Hong Kong bankers in rush to relocate to Singapore
A number of banks are looking to relocate staff to Singapore because of Hong Kong’s draconian quarantine rules.
Bank of America has started a review of its Hong Kong business to identify workers who can be relocated to Singapore, but it is not the only firm looking beyond Asia’s biggest financial hub. Bank of America’s review is being coordinated by Richard Yacenda, the bank’s chief operating office for Asia-Pacific, according to the Financial Times.
Bank of America is part a trend. One banker at a rival firm told EfinancialCareers he was looking to move to Singapore after spending almost four months in quarantine last year. “It’s too much now. The problem isn’t getting out of Hong Kong. It’s getting back in. It’s bad for my job and my family.”
The banker said he also knew several colleagues who work at a U.S. bank who had asked their boss if they can relocate to roles in Singapore too.
One headhunter said: “Banks are seeing strong demand from a lot of their staff to relocate to Singapore. You’ve either got refugees stuck outside of HK trying to get back in, thinking just re-locating Singapore or there are individuals in Hong Kong looking to relocating to roles in Singapore if those roles exist. Some American banks are looking to beef up in Singapore.”

(Collected data)
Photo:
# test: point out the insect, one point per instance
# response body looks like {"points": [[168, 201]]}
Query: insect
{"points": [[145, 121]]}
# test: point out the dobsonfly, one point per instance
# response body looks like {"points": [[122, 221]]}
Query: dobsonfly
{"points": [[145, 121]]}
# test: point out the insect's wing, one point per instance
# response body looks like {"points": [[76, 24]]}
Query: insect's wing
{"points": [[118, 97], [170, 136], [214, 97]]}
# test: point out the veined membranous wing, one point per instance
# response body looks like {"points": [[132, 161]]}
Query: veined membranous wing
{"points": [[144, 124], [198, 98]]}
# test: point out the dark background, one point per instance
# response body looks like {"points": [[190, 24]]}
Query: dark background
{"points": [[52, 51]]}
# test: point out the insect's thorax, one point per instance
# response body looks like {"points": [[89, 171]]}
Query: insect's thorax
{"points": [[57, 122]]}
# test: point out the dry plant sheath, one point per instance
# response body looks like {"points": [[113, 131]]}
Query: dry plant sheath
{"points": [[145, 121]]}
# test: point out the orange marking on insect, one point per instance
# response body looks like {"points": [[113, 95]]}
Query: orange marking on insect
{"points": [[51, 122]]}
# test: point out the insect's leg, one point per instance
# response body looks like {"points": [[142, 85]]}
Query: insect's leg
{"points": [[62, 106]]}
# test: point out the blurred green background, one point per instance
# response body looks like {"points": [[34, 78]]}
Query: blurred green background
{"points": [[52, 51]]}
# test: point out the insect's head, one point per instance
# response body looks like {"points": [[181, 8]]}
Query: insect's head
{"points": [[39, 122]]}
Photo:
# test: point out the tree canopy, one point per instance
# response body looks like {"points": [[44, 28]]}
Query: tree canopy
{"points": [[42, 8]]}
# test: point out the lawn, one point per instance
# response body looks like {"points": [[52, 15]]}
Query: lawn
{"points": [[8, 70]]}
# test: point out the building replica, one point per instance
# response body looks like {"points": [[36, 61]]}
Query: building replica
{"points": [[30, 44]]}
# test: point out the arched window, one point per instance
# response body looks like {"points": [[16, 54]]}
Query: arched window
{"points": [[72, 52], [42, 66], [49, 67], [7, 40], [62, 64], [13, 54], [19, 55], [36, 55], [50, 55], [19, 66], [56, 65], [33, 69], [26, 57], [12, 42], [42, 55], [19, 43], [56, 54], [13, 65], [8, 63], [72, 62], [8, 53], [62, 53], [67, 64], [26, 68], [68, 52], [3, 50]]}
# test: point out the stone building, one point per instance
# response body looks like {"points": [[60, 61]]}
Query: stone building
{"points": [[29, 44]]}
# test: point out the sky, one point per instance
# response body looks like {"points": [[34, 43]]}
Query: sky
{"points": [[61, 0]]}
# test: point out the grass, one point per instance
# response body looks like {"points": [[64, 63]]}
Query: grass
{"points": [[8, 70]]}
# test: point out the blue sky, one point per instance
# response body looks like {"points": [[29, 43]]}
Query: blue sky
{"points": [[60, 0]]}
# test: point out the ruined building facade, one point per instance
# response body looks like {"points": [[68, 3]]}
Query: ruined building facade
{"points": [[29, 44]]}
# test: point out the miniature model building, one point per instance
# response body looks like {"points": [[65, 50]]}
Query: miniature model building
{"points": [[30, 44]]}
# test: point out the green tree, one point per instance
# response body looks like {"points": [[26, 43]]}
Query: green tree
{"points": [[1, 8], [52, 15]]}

==

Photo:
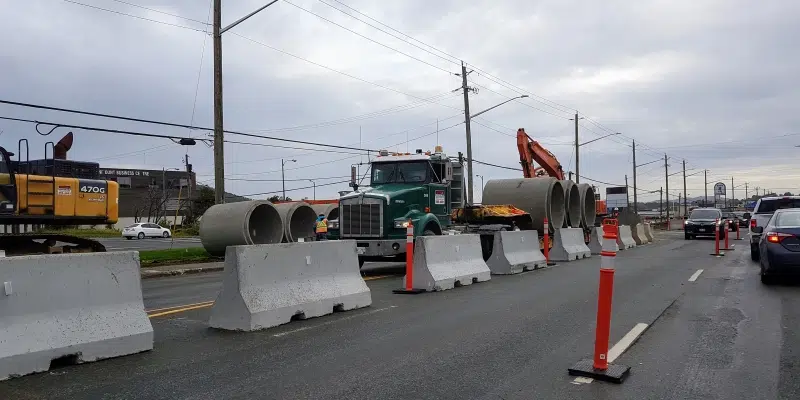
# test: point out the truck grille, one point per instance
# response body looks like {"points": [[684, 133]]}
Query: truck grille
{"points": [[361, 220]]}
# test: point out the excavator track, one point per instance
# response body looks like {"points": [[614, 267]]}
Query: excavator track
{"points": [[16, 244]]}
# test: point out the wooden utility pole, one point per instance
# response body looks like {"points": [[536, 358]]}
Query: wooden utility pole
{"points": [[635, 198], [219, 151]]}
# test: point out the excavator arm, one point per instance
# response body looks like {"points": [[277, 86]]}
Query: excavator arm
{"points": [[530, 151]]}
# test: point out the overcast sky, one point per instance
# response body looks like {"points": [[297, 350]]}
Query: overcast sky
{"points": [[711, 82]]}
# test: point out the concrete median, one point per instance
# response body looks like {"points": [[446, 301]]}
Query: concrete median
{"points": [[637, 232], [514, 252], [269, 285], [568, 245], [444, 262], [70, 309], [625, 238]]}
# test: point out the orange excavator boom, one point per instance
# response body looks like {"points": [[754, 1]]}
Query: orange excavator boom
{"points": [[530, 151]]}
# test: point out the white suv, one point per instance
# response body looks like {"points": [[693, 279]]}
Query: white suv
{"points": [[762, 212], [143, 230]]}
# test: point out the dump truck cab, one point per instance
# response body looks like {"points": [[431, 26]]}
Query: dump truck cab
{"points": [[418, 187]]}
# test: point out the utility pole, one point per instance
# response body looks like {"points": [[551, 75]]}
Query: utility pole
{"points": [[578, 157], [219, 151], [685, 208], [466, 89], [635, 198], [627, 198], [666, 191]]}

| Problem description |
Transcribe the stretch of the article on Hong Kong bankers relocating to Singapore from "Hong Kong bankers" through "draconian quarantine rules.".

| Response to this task |
Hong Kong bankers in rush to relocate to Singapore
A number of banks are looking to relocate staff to Singapore because of Hong Kong’s draconian quarantine rules.